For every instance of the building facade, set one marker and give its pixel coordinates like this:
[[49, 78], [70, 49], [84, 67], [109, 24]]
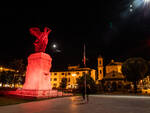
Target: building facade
[[71, 74]]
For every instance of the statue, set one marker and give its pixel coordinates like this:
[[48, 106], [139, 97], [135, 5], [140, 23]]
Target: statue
[[41, 38]]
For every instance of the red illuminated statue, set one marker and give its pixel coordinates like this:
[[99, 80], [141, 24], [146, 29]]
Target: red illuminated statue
[[41, 38]]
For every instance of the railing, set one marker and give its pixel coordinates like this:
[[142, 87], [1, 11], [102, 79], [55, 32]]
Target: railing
[[36, 93]]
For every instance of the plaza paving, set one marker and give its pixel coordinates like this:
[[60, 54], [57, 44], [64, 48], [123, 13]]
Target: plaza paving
[[97, 104]]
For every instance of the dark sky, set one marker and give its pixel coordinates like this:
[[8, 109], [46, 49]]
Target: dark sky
[[107, 29]]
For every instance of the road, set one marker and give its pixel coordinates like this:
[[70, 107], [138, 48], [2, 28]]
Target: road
[[97, 104]]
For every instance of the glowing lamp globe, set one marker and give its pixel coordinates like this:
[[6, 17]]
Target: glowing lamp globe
[[146, 1]]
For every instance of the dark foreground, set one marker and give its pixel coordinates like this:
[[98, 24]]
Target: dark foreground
[[97, 104]]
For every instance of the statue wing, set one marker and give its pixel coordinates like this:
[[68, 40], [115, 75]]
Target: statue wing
[[35, 32], [47, 30]]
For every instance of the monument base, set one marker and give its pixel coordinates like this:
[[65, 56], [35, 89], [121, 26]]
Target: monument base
[[33, 94]]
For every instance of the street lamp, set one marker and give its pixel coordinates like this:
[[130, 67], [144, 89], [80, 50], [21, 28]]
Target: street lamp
[[74, 75], [55, 47]]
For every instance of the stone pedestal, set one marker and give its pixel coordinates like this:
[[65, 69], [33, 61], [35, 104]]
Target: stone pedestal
[[38, 73]]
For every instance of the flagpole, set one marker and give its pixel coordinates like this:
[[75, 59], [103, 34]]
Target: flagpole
[[84, 73]]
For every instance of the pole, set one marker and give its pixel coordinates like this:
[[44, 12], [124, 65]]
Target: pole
[[85, 74]]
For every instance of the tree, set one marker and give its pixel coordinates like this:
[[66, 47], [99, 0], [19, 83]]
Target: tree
[[63, 83], [18, 65], [90, 84], [6, 77], [135, 69]]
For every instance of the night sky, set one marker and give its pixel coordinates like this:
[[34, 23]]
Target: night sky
[[107, 29]]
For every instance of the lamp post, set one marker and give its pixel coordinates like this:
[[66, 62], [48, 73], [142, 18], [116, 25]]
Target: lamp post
[[74, 75]]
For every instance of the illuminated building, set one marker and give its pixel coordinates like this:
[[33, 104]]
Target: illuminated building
[[114, 80], [8, 71], [71, 74]]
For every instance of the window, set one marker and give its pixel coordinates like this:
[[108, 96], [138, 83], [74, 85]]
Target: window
[[77, 73], [55, 79], [68, 79], [100, 62], [55, 85], [100, 71], [83, 73]]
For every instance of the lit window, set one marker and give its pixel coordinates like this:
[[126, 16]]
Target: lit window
[[100, 71], [68, 79], [55, 79], [55, 85], [77, 73], [100, 62]]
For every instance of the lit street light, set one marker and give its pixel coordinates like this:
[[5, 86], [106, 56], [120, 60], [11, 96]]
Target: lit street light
[[55, 47]]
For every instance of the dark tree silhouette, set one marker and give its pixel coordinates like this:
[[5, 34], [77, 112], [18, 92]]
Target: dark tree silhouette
[[63, 83], [90, 84], [135, 69]]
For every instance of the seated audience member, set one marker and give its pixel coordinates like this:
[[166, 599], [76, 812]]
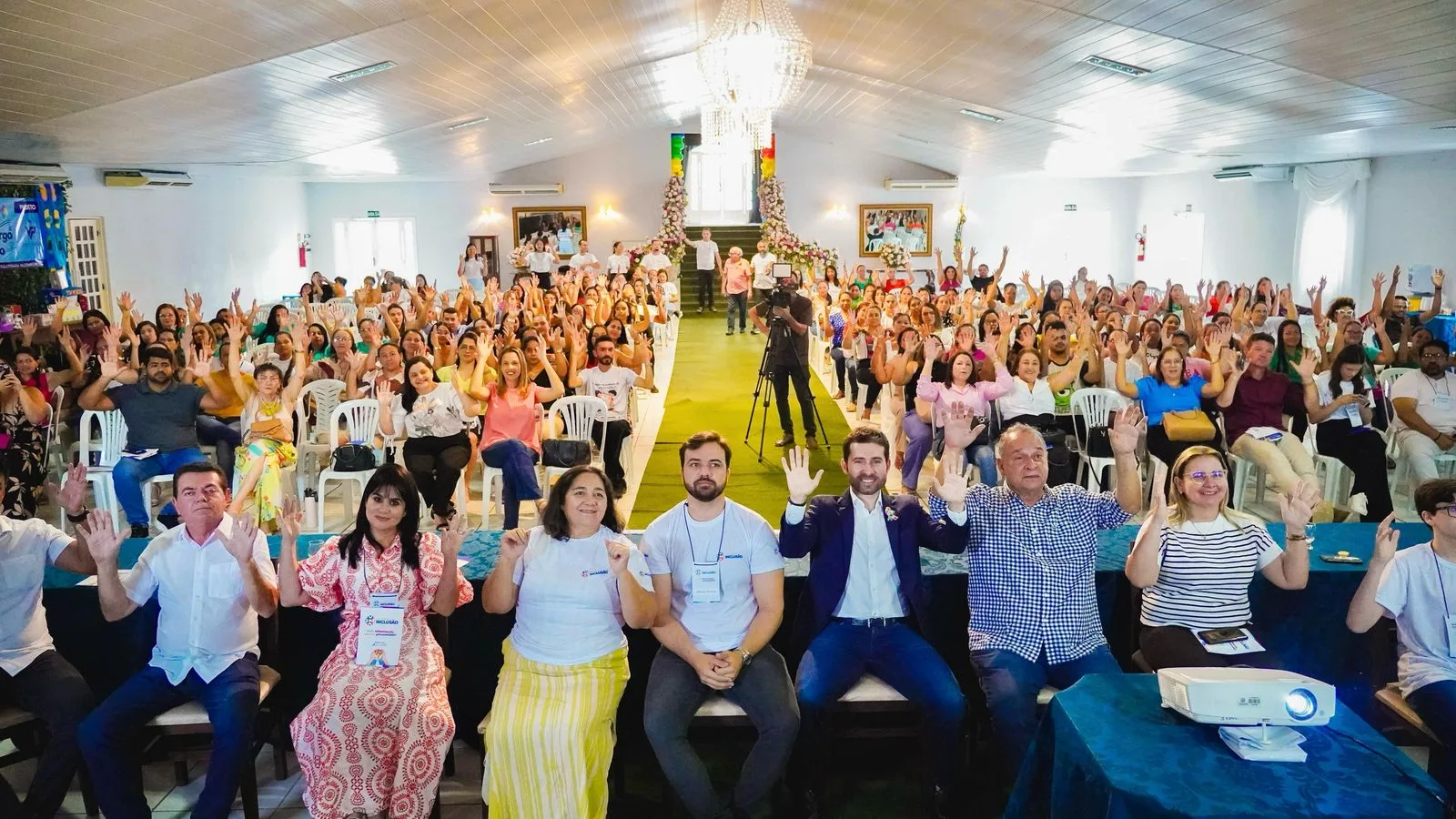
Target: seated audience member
[[160, 416], [574, 581], [1252, 402], [1424, 411], [1033, 606], [1174, 402], [433, 416], [213, 577], [1410, 586], [613, 385], [33, 675], [1341, 407], [383, 758], [1196, 560], [511, 438], [720, 601], [865, 588]]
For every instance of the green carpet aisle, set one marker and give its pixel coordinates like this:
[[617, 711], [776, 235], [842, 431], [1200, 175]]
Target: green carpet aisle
[[711, 389]]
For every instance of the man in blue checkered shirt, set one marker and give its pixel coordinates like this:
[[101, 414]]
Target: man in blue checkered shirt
[[1031, 561]]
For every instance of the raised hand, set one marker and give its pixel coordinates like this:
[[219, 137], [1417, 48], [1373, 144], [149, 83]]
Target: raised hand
[[1127, 428], [102, 538], [1385, 541], [513, 544], [797, 474], [1298, 506]]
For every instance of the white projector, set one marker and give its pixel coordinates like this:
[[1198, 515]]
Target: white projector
[[1247, 697]]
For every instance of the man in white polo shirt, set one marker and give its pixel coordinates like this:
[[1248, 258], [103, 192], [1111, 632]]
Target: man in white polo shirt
[[213, 577], [720, 591], [33, 675], [762, 274], [708, 263]]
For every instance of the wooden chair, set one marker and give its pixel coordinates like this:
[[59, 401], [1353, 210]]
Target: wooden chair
[[26, 733]]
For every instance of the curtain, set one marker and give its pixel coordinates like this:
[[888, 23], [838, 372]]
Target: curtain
[[1330, 229]]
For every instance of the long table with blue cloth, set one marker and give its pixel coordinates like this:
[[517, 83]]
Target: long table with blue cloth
[[1305, 627]]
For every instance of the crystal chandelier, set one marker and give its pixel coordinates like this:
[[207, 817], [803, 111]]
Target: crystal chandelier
[[753, 62]]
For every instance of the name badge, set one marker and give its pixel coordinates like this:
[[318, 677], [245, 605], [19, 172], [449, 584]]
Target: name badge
[[382, 630], [706, 583]]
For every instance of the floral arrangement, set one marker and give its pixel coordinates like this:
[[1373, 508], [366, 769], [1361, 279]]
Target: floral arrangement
[[674, 219], [784, 242], [519, 256], [895, 256]]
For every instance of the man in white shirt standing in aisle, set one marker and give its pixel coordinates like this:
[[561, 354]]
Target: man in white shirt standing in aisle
[[33, 675], [866, 596], [655, 259], [1426, 410], [762, 274], [613, 387], [584, 259], [720, 593], [710, 261], [213, 577]]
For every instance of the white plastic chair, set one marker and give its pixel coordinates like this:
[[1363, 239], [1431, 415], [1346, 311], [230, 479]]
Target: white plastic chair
[[1092, 405], [577, 414], [360, 419]]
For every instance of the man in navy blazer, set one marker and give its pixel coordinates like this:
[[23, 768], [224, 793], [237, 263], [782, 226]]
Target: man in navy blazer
[[863, 591]]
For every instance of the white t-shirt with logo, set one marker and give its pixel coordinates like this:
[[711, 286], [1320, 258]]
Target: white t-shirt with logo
[[613, 387], [743, 545], [568, 608]]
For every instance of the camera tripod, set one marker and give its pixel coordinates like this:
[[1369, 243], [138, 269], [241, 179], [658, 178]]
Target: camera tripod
[[778, 334]]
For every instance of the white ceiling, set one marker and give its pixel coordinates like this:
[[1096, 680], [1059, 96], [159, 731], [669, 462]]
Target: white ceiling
[[196, 82]]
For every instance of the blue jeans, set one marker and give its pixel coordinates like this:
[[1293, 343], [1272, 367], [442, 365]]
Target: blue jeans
[[897, 654], [517, 465], [1436, 704], [109, 736], [1011, 683], [130, 472]]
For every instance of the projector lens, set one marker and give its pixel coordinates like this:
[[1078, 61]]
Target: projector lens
[[1300, 704]]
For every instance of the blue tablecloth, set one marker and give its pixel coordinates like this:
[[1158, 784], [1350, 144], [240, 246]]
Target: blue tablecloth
[[1108, 749]]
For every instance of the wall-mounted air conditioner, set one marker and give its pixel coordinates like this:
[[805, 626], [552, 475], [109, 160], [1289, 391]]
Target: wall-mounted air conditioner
[[1256, 172], [24, 174], [526, 189], [137, 178], [922, 184]]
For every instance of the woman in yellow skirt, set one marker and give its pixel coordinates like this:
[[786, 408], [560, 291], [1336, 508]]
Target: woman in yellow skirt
[[574, 581]]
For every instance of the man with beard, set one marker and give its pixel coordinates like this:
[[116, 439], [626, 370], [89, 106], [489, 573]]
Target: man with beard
[[1424, 411], [865, 595], [160, 419], [613, 387], [720, 592]]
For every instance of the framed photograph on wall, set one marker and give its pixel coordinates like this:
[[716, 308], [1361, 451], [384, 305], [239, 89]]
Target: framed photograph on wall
[[561, 228], [907, 225], [485, 245]]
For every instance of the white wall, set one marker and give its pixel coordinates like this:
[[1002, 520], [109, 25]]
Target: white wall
[[229, 229]]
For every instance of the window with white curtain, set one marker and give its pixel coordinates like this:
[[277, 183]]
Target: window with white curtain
[[364, 247], [720, 186]]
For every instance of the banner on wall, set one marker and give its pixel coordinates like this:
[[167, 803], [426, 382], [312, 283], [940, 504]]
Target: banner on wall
[[22, 242]]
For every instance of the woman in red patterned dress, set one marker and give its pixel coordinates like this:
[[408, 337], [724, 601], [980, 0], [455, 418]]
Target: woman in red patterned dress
[[375, 736]]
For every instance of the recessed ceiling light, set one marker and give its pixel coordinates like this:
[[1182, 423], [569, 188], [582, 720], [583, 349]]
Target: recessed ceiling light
[[980, 116], [1116, 66], [363, 72], [468, 123]]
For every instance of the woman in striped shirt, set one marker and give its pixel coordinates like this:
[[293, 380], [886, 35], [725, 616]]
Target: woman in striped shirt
[[1194, 564]]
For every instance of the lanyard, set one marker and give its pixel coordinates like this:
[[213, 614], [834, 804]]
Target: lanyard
[[689, 532]]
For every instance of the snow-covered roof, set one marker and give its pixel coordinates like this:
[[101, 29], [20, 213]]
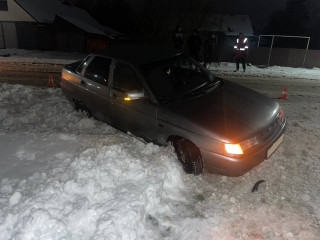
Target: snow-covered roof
[[45, 11], [229, 24]]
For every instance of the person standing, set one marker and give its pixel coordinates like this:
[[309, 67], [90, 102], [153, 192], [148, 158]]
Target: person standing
[[241, 52], [194, 45], [178, 38], [209, 50]]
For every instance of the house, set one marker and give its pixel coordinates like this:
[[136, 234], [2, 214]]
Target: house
[[51, 25], [227, 29]]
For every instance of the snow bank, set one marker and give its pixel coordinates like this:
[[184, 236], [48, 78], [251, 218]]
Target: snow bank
[[34, 56]]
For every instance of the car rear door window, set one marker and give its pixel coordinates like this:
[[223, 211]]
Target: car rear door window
[[98, 70], [125, 78], [83, 64]]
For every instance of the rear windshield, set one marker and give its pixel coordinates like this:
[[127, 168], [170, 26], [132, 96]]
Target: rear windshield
[[176, 77]]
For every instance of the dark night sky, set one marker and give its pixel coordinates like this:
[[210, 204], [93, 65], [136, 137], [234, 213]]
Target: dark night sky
[[259, 11]]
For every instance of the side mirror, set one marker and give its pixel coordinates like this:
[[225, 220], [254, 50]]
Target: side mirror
[[134, 95]]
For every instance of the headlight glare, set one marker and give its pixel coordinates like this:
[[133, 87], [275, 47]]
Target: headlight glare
[[233, 149]]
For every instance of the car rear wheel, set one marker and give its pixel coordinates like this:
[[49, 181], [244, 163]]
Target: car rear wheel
[[79, 106], [189, 156]]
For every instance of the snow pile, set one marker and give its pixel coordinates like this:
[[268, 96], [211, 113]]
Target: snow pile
[[20, 55], [115, 190]]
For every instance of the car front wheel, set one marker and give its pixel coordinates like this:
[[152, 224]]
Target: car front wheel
[[189, 156]]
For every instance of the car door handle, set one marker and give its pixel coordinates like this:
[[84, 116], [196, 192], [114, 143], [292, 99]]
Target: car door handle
[[83, 83]]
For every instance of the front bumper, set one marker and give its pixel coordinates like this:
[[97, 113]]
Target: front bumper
[[224, 165]]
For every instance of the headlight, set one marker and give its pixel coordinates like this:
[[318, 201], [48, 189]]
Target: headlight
[[239, 148], [233, 149], [280, 116]]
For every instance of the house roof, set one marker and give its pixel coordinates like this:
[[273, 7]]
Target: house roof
[[229, 24], [45, 11]]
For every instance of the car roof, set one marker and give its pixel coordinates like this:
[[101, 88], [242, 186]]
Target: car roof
[[140, 54]]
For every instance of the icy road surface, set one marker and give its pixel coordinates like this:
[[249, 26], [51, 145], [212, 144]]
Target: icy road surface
[[63, 176]]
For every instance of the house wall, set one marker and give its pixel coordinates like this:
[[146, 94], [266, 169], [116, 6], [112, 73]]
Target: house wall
[[15, 14]]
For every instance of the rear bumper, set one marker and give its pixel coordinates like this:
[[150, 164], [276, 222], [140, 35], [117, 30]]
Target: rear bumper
[[216, 163]]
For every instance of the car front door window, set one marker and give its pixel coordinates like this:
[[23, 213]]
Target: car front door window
[[98, 70], [125, 79]]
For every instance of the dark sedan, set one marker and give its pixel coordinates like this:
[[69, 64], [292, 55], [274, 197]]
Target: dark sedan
[[164, 96]]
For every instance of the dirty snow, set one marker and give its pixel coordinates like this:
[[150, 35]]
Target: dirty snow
[[64, 176]]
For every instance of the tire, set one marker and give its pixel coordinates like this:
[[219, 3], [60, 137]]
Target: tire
[[189, 156], [79, 106]]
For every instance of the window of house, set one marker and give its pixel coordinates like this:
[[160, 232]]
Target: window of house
[[3, 5], [98, 70], [125, 78]]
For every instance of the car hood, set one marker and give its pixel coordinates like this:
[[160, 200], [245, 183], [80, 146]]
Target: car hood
[[230, 113]]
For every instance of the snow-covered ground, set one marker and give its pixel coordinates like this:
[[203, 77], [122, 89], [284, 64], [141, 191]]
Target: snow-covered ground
[[64, 176]]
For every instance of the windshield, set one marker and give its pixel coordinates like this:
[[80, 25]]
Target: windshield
[[176, 78]]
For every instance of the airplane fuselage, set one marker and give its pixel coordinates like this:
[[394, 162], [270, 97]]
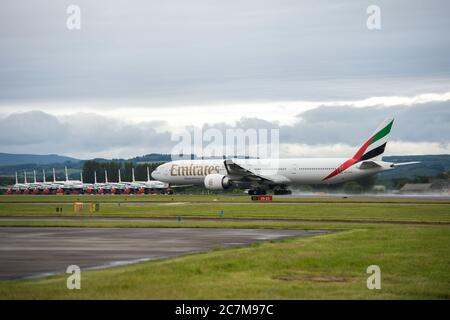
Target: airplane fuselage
[[283, 171]]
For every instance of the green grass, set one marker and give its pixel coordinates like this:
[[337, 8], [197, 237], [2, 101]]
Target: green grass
[[317, 212], [206, 198], [414, 262], [414, 259]]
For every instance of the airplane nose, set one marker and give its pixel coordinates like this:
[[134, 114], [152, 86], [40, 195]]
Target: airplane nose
[[155, 174]]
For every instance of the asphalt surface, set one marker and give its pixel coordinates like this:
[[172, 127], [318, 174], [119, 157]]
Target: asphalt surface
[[221, 219], [35, 252]]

• Work to complete:
Reproduce the rows from the line containing "For every instance of the rear bumper, set" through the line containing "[[283, 171]]", including their requests, but shift each answer's point coordinates by adding 112 to every number. Keep the numbers in the requests and their format samples as they are, and leave the pictures out.

• In response:
For every instance of the rear bumper, set one marker and give its pixel coordinates like this:
[[150, 164], [276, 222], [140, 35], [117, 30]]
Target: rear bumper
[[328, 275]]
For every instance of the car front door window, set one marker and give its pixel coordinates like this:
[[23, 213]]
Target: car front door window
[[210, 182], [237, 191]]
For every instance of the dark sedan, set one marker and give its pixel coordinates like this:
[[69, 64], [292, 55], [274, 197]]
Target: dark sedan
[[276, 208]]
For every instance of the dirty snow, set one marker and give its pixel coordinates like this:
[[150, 35]]
Target: dirty snow
[[176, 288]]
For every instance of the tire, set one marker and give its pixel coordinates like this:
[[219, 3], [60, 137]]
Target: tire
[[301, 268], [191, 218]]
For every instance of the window of house, set one marker and give its pixel coordinates like this:
[[160, 232]]
Target: window of house
[[115, 117], [210, 182], [237, 190]]
For every instance of the car hood, set one marker and give its pixel coordinates like this:
[[160, 200], [245, 183], [80, 146]]
Target: car hood
[[342, 225]]
For every instance of the snow-covered ground, set one marker and give its pixel coordinates like this:
[[203, 77], [122, 89], [284, 64], [141, 191]]
Target: snow-covered ground
[[176, 288]]
For every instance of the windshield, set one marker and give its pixel coordinates like this:
[[80, 25]]
Target: windshield
[[288, 190]]
For every instance of the airplane fuselage, set one marker and give its pixel coordinates like this:
[[394, 162], [270, 97]]
Target: airplane fuselage
[[395, 283]]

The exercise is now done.